* [EXERCISE GOAL]:
Can you copy the listing below word for word, starting at the line containing "query: the noun phrase to segment: upright" and continuing through the line containing "[[[53,113],[73,112],[72,86],[69,75],[55,75],[55,87],[52,91]]]", with both of those lines included? Leave out any pictures.

## start

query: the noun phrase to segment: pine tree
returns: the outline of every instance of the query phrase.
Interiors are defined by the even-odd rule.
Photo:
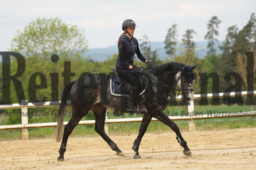
[[[214,16],[207,24],[208,32],[204,36],[204,39],[208,40],[207,48],[209,51],[207,52],[207,54],[208,55],[214,55],[216,53],[214,45],[218,39],[215,36],[219,35],[219,32],[216,29],[218,28],[218,25],[221,22],[221,21],[218,18],[217,16]]]
[[[167,34],[165,37],[165,40],[164,42],[165,43],[164,48],[166,50],[166,53],[170,57],[175,55],[177,51],[176,46],[178,43],[176,38],[178,36],[177,26],[177,24],[174,24],[168,29]]]

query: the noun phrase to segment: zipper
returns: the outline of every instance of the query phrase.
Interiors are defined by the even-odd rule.
[[[132,41],[132,40],[131,39],[130,39],[132,41],[132,48],[133,48],[133,52],[132,52],[132,54],[131,55],[131,57],[132,57],[132,55],[133,55],[133,54],[134,54],[134,46],[133,45],[133,41]],[[132,61],[133,61],[133,59],[132,60]]]

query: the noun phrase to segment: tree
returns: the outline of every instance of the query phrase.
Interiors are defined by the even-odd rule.
[[[149,45],[150,42],[148,41],[148,36],[145,35],[143,36],[143,39],[139,39],[139,40],[142,41],[140,47],[142,54],[145,56],[148,60],[150,61],[152,66],[155,66],[161,64],[162,61],[158,57],[157,51],[156,50],[151,51],[151,46]]]
[[[222,51],[222,55],[229,55],[232,51],[233,46],[238,35],[239,29],[236,25],[230,27],[228,28],[228,34],[222,46],[219,47]]]
[[[208,40],[207,48],[209,49],[209,51],[207,52],[208,55],[214,55],[216,53],[214,45],[214,43],[218,41],[218,39],[215,36],[219,35],[219,32],[216,29],[218,28],[218,25],[221,22],[221,21],[219,20],[217,16],[214,16],[207,24],[208,31],[204,36],[204,39]]]
[[[164,48],[166,50],[166,53],[170,56],[174,55],[177,51],[177,24],[174,24],[168,29],[167,34],[164,42],[165,43]]]
[[[256,51],[256,18],[255,14],[251,15],[250,20],[243,29],[246,38],[251,43],[254,51]]]
[[[38,18],[26,25],[23,31],[17,31],[11,50],[21,53],[26,59],[26,70],[19,77],[23,89],[28,89],[25,90],[24,100],[44,102],[50,101],[52,96],[52,101],[58,100],[66,83],[78,78],[88,68],[94,68],[91,66],[94,63],[86,63],[83,57],[88,48],[84,32],[58,18]],[[58,60],[51,60],[53,54],[59,57]],[[16,68],[15,62],[12,61],[14,66],[12,68]]]
[[[194,29],[187,29],[183,38],[181,40],[182,44],[184,47],[184,55],[188,59],[188,63],[191,63],[195,57],[195,43],[192,41],[193,34],[196,34]]]
[[[88,48],[84,31],[58,18],[38,18],[26,25],[22,31],[17,31],[11,50],[45,60],[53,54],[72,60],[80,59]]]

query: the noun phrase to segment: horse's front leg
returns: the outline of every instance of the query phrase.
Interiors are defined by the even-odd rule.
[[[158,109],[157,111],[154,112],[152,114],[153,115],[152,115],[153,117],[156,119],[157,119],[160,121],[169,126],[171,128],[172,130],[175,132],[177,135],[177,137],[176,137],[176,139],[180,145],[180,146],[184,148],[184,150],[183,150],[184,154],[188,156],[191,156],[191,152],[187,145],[187,142],[183,139],[180,131],[180,129],[177,125],[176,125],[176,123],[170,119],[170,118],[160,109]]]
[[[139,130],[139,134],[135,141],[134,141],[132,147],[132,149],[134,151],[134,156],[133,156],[134,159],[141,158],[140,154],[139,154],[138,151],[140,144],[141,141],[141,139],[144,136],[145,132],[146,132],[146,131],[147,130],[148,126],[148,125],[152,119],[152,117],[150,116],[148,114],[145,114],[143,116],[140,124],[140,130]]]
[[[96,105],[92,109],[95,116],[95,131],[106,141],[113,150],[116,152],[116,155],[124,156],[124,154],[117,147],[117,145],[108,136],[105,132],[104,124],[106,108],[100,105]]]

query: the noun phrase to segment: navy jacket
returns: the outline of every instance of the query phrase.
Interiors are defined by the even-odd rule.
[[[133,65],[134,55],[136,53],[138,57],[142,61],[145,62],[146,59],[140,53],[139,44],[134,37],[131,39],[126,35],[123,35],[118,44],[119,54],[116,67],[120,68],[128,68]]]

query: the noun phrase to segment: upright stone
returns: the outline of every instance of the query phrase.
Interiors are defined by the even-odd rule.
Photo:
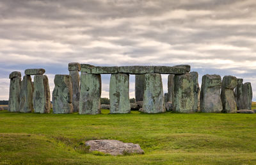
[[[17,71],[12,72],[9,76],[10,82],[8,111],[10,112],[19,112],[21,83],[20,77],[20,72]]]
[[[162,77],[159,74],[145,75],[141,111],[146,113],[159,113],[166,111]]]
[[[219,75],[205,75],[202,77],[200,107],[202,113],[221,113],[221,77]]]
[[[111,74],[109,82],[110,113],[129,113],[129,74]]]
[[[47,76],[46,75],[35,75],[34,88],[33,95],[34,112],[40,113],[50,113],[51,95]]]
[[[196,100],[195,93],[198,92],[191,74],[175,75],[174,77],[173,111],[177,113],[195,113]]]
[[[79,114],[100,113],[101,76],[81,73]]]
[[[80,98],[80,76],[79,71],[81,65],[78,63],[68,63],[69,75],[71,76],[73,100],[72,104],[74,107],[73,112],[78,113],[79,111],[79,98]]]
[[[143,100],[145,74],[135,75],[135,99],[136,102]]]
[[[24,75],[20,85],[19,111],[31,113],[33,111],[33,93],[34,87],[30,75]]]
[[[237,79],[234,76],[226,75],[222,80],[221,98],[223,113],[236,113],[234,89],[237,84]]]
[[[53,113],[73,112],[72,86],[69,75],[55,75],[55,87],[52,91]]]

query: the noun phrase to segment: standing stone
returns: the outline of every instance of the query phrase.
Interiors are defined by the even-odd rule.
[[[205,75],[202,77],[200,94],[200,111],[221,113],[222,103],[220,98],[221,77],[219,75]]]
[[[192,75],[175,75],[174,77],[173,111],[177,113],[195,113],[197,111],[198,98],[195,98],[198,89]]]
[[[145,75],[141,111],[146,113],[159,113],[166,111],[162,77],[159,74]]]
[[[81,73],[79,114],[100,113],[101,76]]]
[[[79,98],[80,98],[80,76],[79,71],[81,65],[78,63],[68,63],[69,75],[71,76],[73,100],[72,104],[74,107],[73,112],[78,113],[79,111]]]
[[[145,74],[135,75],[135,99],[136,102],[143,100]]]
[[[24,75],[20,84],[19,111],[31,113],[33,111],[33,93],[34,87],[30,75]]]
[[[73,112],[72,87],[69,75],[55,75],[55,87],[52,91],[53,113]]]
[[[40,113],[50,113],[51,95],[47,76],[46,75],[35,75],[34,88],[33,95],[34,112]]]
[[[129,113],[129,74],[111,74],[109,82],[110,113]]]
[[[226,75],[222,80],[221,98],[223,113],[236,113],[234,89],[237,84],[237,79],[234,76]]]
[[[10,83],[8,111],[10,112],[19,112],[21,83],[20,77],[20,72],[17,71],[12,72],[9,76]]]

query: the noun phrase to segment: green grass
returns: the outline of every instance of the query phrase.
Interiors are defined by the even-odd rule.
[[[79,115],[0,111],[1,164],[255,164],[256,114]],[[90,139],[138,143],[143,155],[90,152]]]

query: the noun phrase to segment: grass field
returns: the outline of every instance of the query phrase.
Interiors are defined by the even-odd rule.
[[[256,114],[108,113],[0,111],[0,164],[256,164]],[[84,141],[100,139],[138,143],[145,154],[89,153]]]

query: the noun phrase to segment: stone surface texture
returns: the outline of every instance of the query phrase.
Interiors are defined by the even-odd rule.
[[[73,112],[72,86],[69,75],[55,75],[55,87],[52,91],[53,113]]]
[[[221,77],[220,75],[205,75],[202,77],[200,94],[200,111],[221,113],[222,103],[220,98]]]
[[[98,151],[112,155],[127,153],[144,153],[144,151],[138,144],[124,143],[118,140],[90,140],[85,142],[90,146],[90,151]]]
[[[30,75],[24,75],[20,84],[19,111],[31,113],[33,107],[33,93],[34,86]]]
[[[110,113],[129,113],[129,75],[111,74],[109,82]]]
[[[69,71],[69,75],[71,76],[72,84],[72,105],[73,112],[78,113],[79,111],[79,99],[80,99],[80,75],[78,70]]]
[[[100,75],[81,72],[79,114],[100,113]]]
[[[43,68],[31,68],[25,70],[25,74],[30,75],[43,75],[45,73],[45,70]]]
[[[48,77],[45,75],[36,75],[34,77],[33,103],[35,113],[50,113],[50,88],[49,86]]]
[[[135,75],[135,99],[136,102],[143,100],[145,74]]]
[[[234,76],[226,75],[221,83],[221,98],[223,113],[236,113],[237,107],[234,89],[237,84],[237,79]]]
[[[159,74],[147,74],[145,77],[145,88],[142,112],[159,113],[166,111],[163,91],[162,77]]]

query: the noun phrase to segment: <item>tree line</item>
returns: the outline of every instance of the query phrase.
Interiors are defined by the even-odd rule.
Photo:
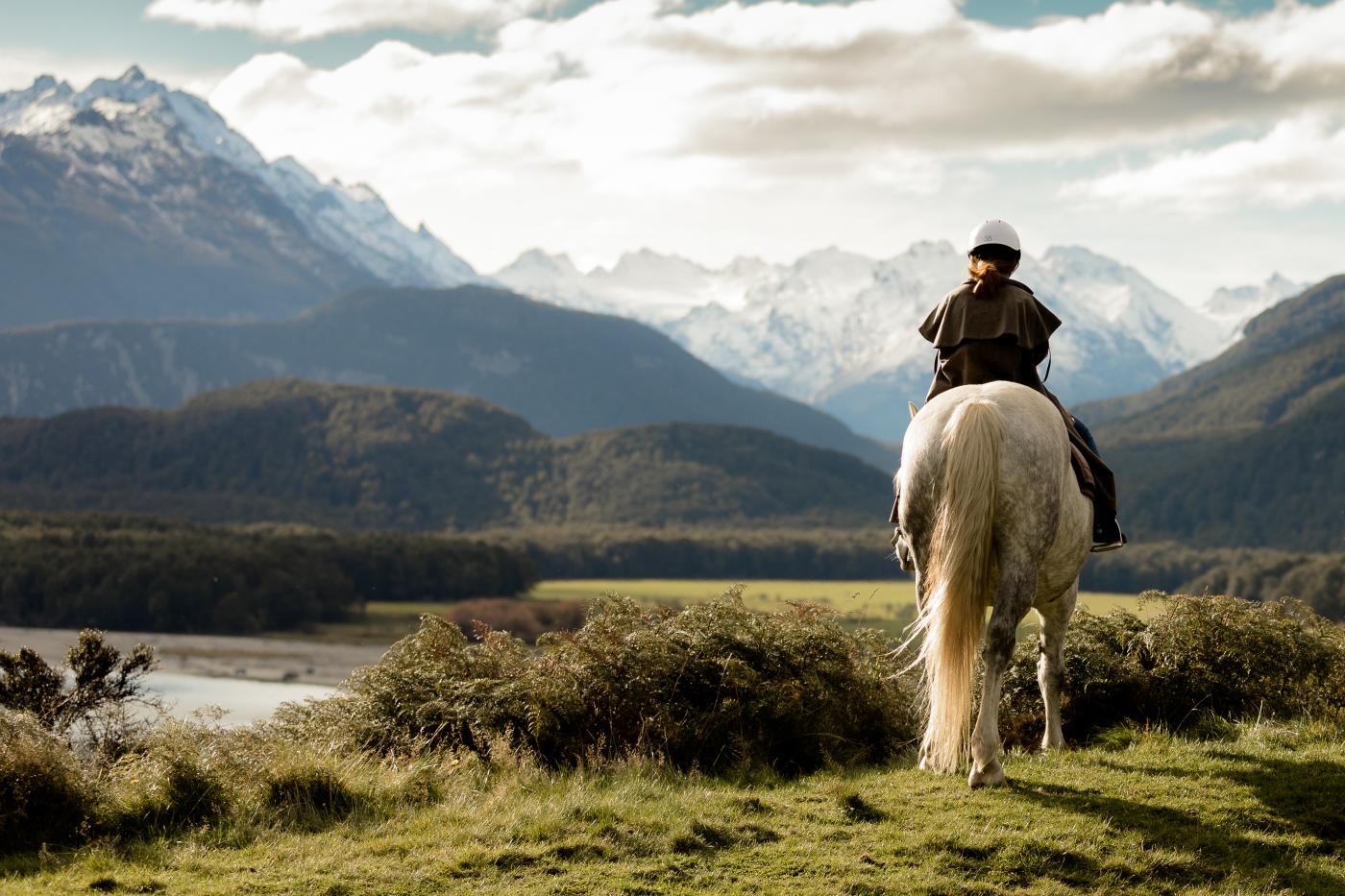
[[[472,538],[0,514],[0,623],[11,626],[291,631],[364,601],[512,596],[535,581],[525,554]]]

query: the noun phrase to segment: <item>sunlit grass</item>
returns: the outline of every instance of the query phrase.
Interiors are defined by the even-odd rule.
[[[1338,731],[1127,744],[1013,753],[991,791],[908,763],[753,783],[444,764],[428,803],[15,856],[0,892],[1345,892]]]

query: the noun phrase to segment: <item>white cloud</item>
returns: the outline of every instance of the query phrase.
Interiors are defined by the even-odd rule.
[[[296,4],[234,7],[269,7],[292,24],[266,27],[297,35]],[[417,9],[467,8],[339,5],[367,15],[304,27],[398,11],[422,27]],[[952,0],[605,0],[569,19],[502,17],[484,52],[385,42],[335,69],[260,55],[210,100],[268,156],[371,183],[482,268],[531,245],[604,262],[642,244],[706,261],[830,242],[881,254],[960,237],[986,204],[1091,242],[1089,203],[1118,194],[1080,186],[1063,202],[1056,165],[1085,180],[1118,151],[1161,161],[1229,130],[1345,118],[1342,34],[1345,0],[1250,17],[1124,3],[1028,28],[970,20]]]
[[[375,28],[455,32],[498,28],[549,0],[153,0],[151,19],[234,28],[273,40],[312,40]]]
[[[1345,202],[1345,128],[1314,117],[1295,118],[1255,140],[1181,152],[1146,168],[1067,184],[1061,194],[1198,213],[1248,203],[1284,209]]]

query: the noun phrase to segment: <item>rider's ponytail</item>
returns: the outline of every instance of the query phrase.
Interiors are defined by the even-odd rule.
[[[976,281],[976,285],[971,288],[971,292],[976,293],[982,299],[989,299],[999,292],[999,284],[1005,281],[1005,274],[999,270],[999,262],[990,258],[976,258],[972,256],[971,266],[967,268],[967,273],[970,273],[971,278]]]
[[[976,246],[971,253],[971,265],[967,268],[967,273],[976,281],[972,292],[982,299],[993,299],[1003,281],[1018,266],[1021,257],[1021,253],[1007,246]]]

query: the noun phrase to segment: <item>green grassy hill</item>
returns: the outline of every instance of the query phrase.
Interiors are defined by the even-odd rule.
[[[760,429],[658,424],[550,439],[444,391],[256,382],[172,412],[0,418],[0,502],[207,522],[437,530],[876,519],[890,486]]]
[[[1264,312],[1213,361],[1079,416],[1134,538],[1345,548],[1345,276]]]
[[[449,389],[551,436],[650,422],[756,426],[880,470],[896,453],[802,402],[730,382],[633,320],[502,289],[371,288],[284,322],[83,322],[0,332],[0,409],[176,408],[280,375]],[[897,413],[896,405],[893,413]]]

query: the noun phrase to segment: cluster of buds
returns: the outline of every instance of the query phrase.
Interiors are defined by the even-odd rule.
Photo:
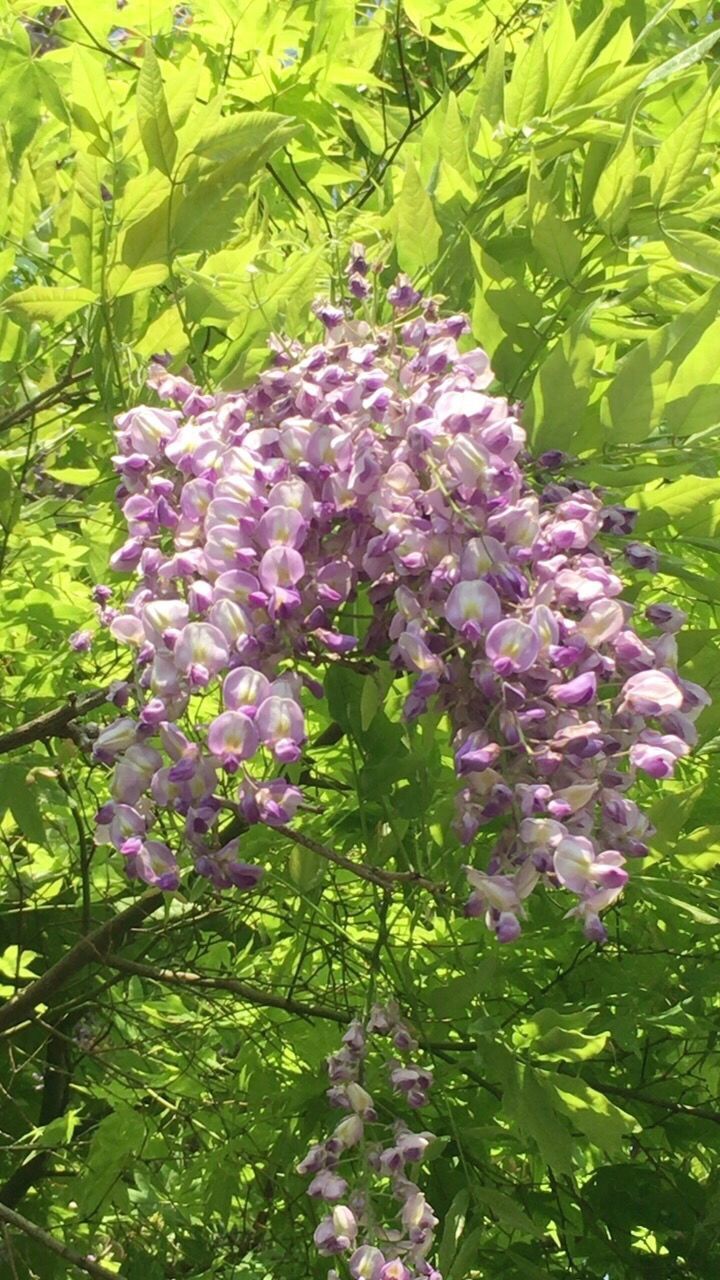
[[[355,244],[359,298],[368,270]],[[684,617],[621,599],[633,513],[559,479],[560,453],[528,457],[466,319],[404,276],[387,305],[384,328],[318,305],[323,339],[275,342],[243,392],[158,366],[173,407],[118,419],[128,538],[111,564],[136,582],[101,613],[135,653],[136,710],[95,744],[114,765],[99,838],[152,884],[178,883],[181,852],[217,887],[251,887],[261,869],[218,851],[223,809],[290,822],[304,797],[286,769],[323,669],[387,657],[410,678],[406,719],[450,726],[460,842],[492,846],[466,868],[468,911],[512,941],[544,884],[602,941],[626,860],[648,850],[629,792],[673,774],[708,700],[678,673]],[[366,631],[346,608],[360,590]]]
[[[437,1219],[414,1180],[433,1134],[414,1133],[402,1120],[380,1123],[361,1083],[373,1041],[388,1038],[406,1055],[384,1061],[393,1094],[414,1110],[427,1103],[433,1076],[407,1059],[418,1048],[410,1028],[395,1002],[374,1005],[365,1023],[350,1024],[342,1048],[328,1059],[328,1101],[347,1115],[325,1142],[310,1147],[297,1171],[313,1176],[307,1194],[327,1207],[314,1235],[319,1253],[343,1257],[352,1280],[442,1280],[428,1262]],[[340,1280],[338,1272],[328,1280]]]

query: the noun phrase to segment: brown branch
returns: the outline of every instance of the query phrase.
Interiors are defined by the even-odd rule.
[[[448,1053],[446,1052],[447,1050],[452,1050],[454,1053],[477,1053],[478,1044],[474,1041],[424,1041],[421,1043],[424,1043],[425,1048],[437,1053],[438,1057],[442,1057],[443,1061],[451,1062],[452,1066],[456,1066],[457,1070],[461,1071],[462,1075],[466,1075],[469,1080],[482,1084],[483,1088],[495,1093],[497,1098],[501,1097],[501,1089],[497,1085],[491,1084],[489,1080],[483,1079],[483,1076],[478,1075],[477,1071],[473,1071],[469,1066],[464,1066],[462,1062],[459,1062],[456,1059],[448,1057]],[[539,1071],[552,1071],[552,1068],[547,1066],[544,1062],[532,1061],[529,1065]],[[584,1084],[588,1084],[591,1089],[596,1089],[597,1093],[609,1093],[615,1098],[641,1102],[643,1106],[655,1107],[659,1111],[665,1111],[667,1115],[692,1116],[696,1120],[710,1120],[712,1124],[720,1124],[720,1111],[710,1111],[707,1107],[696,1107],[689,1102],[664,1102],[662,1098],[650,1098],[647,1093],[642,1092],[642,1089],[625,1088],[621,1084],[609,1084],[605,1080],[585,1079],[583,1075],[574,1076],[562,1071],[560,1074],[568,1074],[569,1079],[582,1080]]]
[[[64,1258],[69,1262],[72,1267],[77,1267],[78,1271],[85,1271],[88,1276],[95,1276],[96,1280],[123,1280],[119,1271],[108,1271],[106,1267],[100,1266],[99,1262],[91,1262],[90,1258],[83,1257],[82,1253],[76,1253],[74,1249],[68,1248],[61,1240],[55,1239],[47,1231],[44,1231],[41,1226],[36,1226],[29,1219],[23,1217],[20,1213],[15,1213],[14,1208],[9,1208],[8,1204],[0,1204],[0,1222],[6,1222],[8,1226],[14,1226],[15,1230],[22,1231],[23,1235],[28,1235],[31,1240],[37,1244],[42,1244],[45,1249],[51,1253],[56,1253],[59,1258]]]
[[[710,1111],[707,1107],[693,1107],[689,1102],[664,1102],[662,1098],[648,1098],[641,1089],[626,1089],[620,1084],[605,1084],[598,1080],[585,1080],[591,1089],[598,1093],[611,1093],[616,1098],[629,1098],[633,1102],[642,1102],[646,1107],[656,1107],[667,1115],[693,1116],[696,1120],[710,1120],[720,1124],[720,1111]]]
[[[51,712],[44,712],[26,724],[0,733],[0,755],[14,751],[18,746],[28,746],[29,742],[41,742],[49,737],[68,737],[68,726],[81,716],[96,710],[109,701],[110,686],[108,689],[95,689],[91,694],[78,698],[69,694],[64,707],[55,707]]]
[[[106,920],[87,937],[81,938],[65,955],[47,969],[40,978],[31,982],[17,996],[0,1007],[0,1032],[8,1032],[24,1023],[38,1005],[49,1005],[51,997],[65,986],[70,978],[91,964],[105,960],[131,929],[142,924],[165,901],[167,895],[149,893],[126,908],[111,920]]]
[[[269,991],[259,991],[237,978],[210,978],[200,973],[182,973],[174,969],[154,969],[152,965],[140,964],[137,960],[126,960],[124,956],[109,955],[106,964],[120,973],[133,974],[137,978],[147,978],[150,982],[161,982],[172,987],[193,987],[197,991],[229,991],[250,1005],[259,1005],[268,1009],[284,1009],[288,1014],[300,1014],[301,1018],[324,1018],[332,1023],[345,1025],[350,1014],[343,1014],[329,1005],[305,1005],[288,996],[274,996]]]
[[[365,863],[354,863],[345,854],[337,854],[334,849],[328,849],[327,845],[322,845],[310,836],[304,836],[300,831],[293,831],[292,827],[278,824],[273,827],[273,831],[279,831],[281,836],[286,836],[287,840],[292,840],[293,844],[307,849],[311,854],[325,858],[327,861],[334,863],[336,867],[342,867],[343,870],[357,876],[359,879],[369,881],[370,884],[378,884],[380,888],[392,888],[395,884],[416,884],[418,888],[425,888],[429,893],[442,893],[445,891],[445,884],[436,884],[433,881],[420,876],[419,872],[384,872],[378,867],[366,867]]]
[[[19,404],[18,408],[10,410],[9,413],[0,417],[0,431],[9,431],[12,426],[18,426],[35,413],[40,413],[42,410],[59,403],[63,399],[63,392],[67,387],[73,387],[74,383],[82,381],[82,379],[87,378],[91,372],[91,369],[83,369],[79,374],[65,374],[59,383],[54,383],[53,387],[47,387],[44,392],[33,396],[32,399],[26,401],[24,404]]]
[[[74,1015],[73,1015],[74,1018]],[[50,1124],[64,1115],[68,1106],[70,1064],[69,1041],[63,1034],[68,1019],[60,1019],[50,1027],[45,1050],[45,1071],[42,1075],[42,1096],[40,1101],[38,1126]],[[29,1160],[13,1170],[0,1187],[0,1202],[9,1208],[17,1208],[35,1183],[44,1178],[50,1162],[51,1151],[37,1151]]]

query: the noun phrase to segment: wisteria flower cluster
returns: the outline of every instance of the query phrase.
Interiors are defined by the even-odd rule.
[[[354,246],[357,306],[368,273]],[[460,841],[495,838],[489,865],[466,867],[468,913],[512,941],[544,883],[602,941],[626,859],[648,849],[628,792],[673,774],[708,701],[678,675],[684,616],[656,604],[638,630],[616,563],[634,513],[559,479],[562,454],[528,457],[466,319],[438,316],[404,276],[388,307],[373,328],[318,305],[323,339],[275,339],[245,392],[205,394],[156,366],[173,407],[117,420],[128,538],[111,566],[136,582],[120,608],[109,588],[96,599],[135,680],[95,745],[114,765],[97,838],[150,884],[177,887],[182,850],[218,888],[252,887],[263,869],[237,841],[218,849],[223,810],[292,820],[304,797],[287,768],[323,671],[387,655],[411,681],[405,717],[430,708],[450,726]],[[653,557],[628,544],[632,566]],[[346,608],[359,593],[361,635]]]
[[[328,1101],[347,1115],[297,1166],[313,1175],[307,1194],[327,1208],[314,1242],[323,1257],[343,1257],[354,1280],[442,1280],[428,1262],[438,1220],[414,1181],[434,1135],[414,1133],[400,1119],[380,1123],[363,1083],[372,1042],[380,1038],[404,1055],[391,1052],[384,1062],[395,1096],[414,1110],[428,1101],[433,1075],[413,1061],[418,1042],[397,1005],[374,1005],[365,1023],[350,1024],[342,1048],[328,1059]],[[338,1272],[328,1280],[338,1280]]]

## end

* [ANSWER TO THE PROBLEM]:
query: the noun phrase to segment: upright stone
returns: the outline of every instance of the query phrase.
Interiors are defined by the even-odd rule.
Photo:
[[[17,71],[12,72],[9,76],[10,82],[8,111],[10,112],[19,112],[21,83],[20,77],[20,72]]]
[[[162,77],[159,74],[145,75],[141,111],[146,113],[159,113],[166,111]]]
[[[219,75],[205,75],[202,77],[200,107],[202,113],[221,113],[221,77]]]
[[[111,74],[109,82],[110,113],[129,113],[129,74]]]
[[[47,76],[46,75],[35,75],[34,88],[33,95],[34,112],[40,113],[50,113],[51,95]]]
[[[196,100],[195,93],[198,92],[191,74],[175,75],[174,77],[173,111],[177,113],[195,113]]]
[[[79,114],[100,113],[101,76],[81,73]]]
[[[80,98],[80,76],[79,71],[81,65],[78,63],[68,63],[69,75],[71,76],[73,100],[72,104],[74,107],[73,112],[78,113],[79,111],[79,98]]]
[[[143,100],[145,74],[135,75],[135,99],[136,102]]]
[[[24,75],[20,85],[19,111],[31,113],[33,111],[33,93],[34,87],[30,75]]]
[[[237,79],[234,76],[226,75],[222,80],[221,98],[223,113],[236,113],[234,89],[237,84]]]
[[[53,113],[73,112],[72,86],[69,75],[55,75],[55,87],[52,91]]]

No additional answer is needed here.